--- Begin MATERIAL SHOWN ---

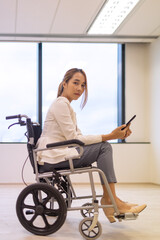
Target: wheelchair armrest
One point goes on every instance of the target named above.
(68, 142)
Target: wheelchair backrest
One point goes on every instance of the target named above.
(33, 134)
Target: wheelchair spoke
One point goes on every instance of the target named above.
(46, 200)
(28, 206)
(33, 218)
(52, 212)
(35, 197)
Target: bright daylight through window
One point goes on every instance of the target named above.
(19, 88)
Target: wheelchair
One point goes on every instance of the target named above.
(42, 206)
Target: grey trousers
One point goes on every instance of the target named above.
(101, 153)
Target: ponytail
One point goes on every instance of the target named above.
(69, 74)
(60, 89)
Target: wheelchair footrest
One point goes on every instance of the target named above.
(127, 216)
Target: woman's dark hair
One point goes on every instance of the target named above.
(69, 74)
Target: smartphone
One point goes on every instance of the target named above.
(129, 122)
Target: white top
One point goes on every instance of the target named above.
(61, 125)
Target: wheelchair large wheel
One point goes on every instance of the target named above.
(34, 209)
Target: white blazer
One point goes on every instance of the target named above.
(61, 125)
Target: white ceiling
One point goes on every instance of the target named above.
(68, 20)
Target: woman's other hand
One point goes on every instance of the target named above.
(118, 133)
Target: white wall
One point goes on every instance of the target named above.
(134, 162)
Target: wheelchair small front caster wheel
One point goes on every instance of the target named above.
(41, 209)
(87, 212)
(84, 229)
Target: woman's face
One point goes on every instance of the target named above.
(75, 87)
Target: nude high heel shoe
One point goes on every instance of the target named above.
(137, 209)
(109, 212)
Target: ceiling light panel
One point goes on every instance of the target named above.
(111, 16)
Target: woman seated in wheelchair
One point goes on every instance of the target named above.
(61, 125)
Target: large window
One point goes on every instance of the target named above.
(99, 61)
(18, 87)
(20, 90)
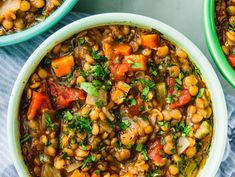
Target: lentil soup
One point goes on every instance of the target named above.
(116, 101)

--- End MATERIAL SHOWN ---

Update the rows starting with the line that contains "Target: wheelchair large wheel" and going on through the end of the rows, putting "pale wall" in place of "white wall" and keeping everything else the same. Leave the pictures out of your answer.

*ANSWER*
Target: wheelchair large wheel
One point goes on every instance of the target named above.
(34, 209)
Target: white blazer
One point goes on every instance of the target named above.
(61, 125)
Target: white ceiling
One point goes on every instance of the target named above.
(68, 20)
Target: woman's other hand
One point goes on every instance of the target named above.
(118, 133)
Target: pale wall
One point goes on every instance of the target named above.
(134, 162)
Target: wheelchair small front caster wheel
One point goes on every instance of the target named above.
(41, 209)
(87, 212)
(84, 229)
Target: woman's face
One point goes on every instance of the target named above.
(75, 87)
Target: nude high heel shoe
One point goes on every instance of the target named above.
(137, 209)
(109, 212)
Target: ceiling light panel
One point goes on every instance of the target named above.
(111, 16)
Target: woman seated in wheelchair
One point goes on every instance of the target named above.
(61, 125)
Target: large window
One point goes on every instance of the target named above.
(99, 61)
(18, 87)
(20, 90)
Target: lentil soup
One point goes on every instance of the target named above.
(116, 101)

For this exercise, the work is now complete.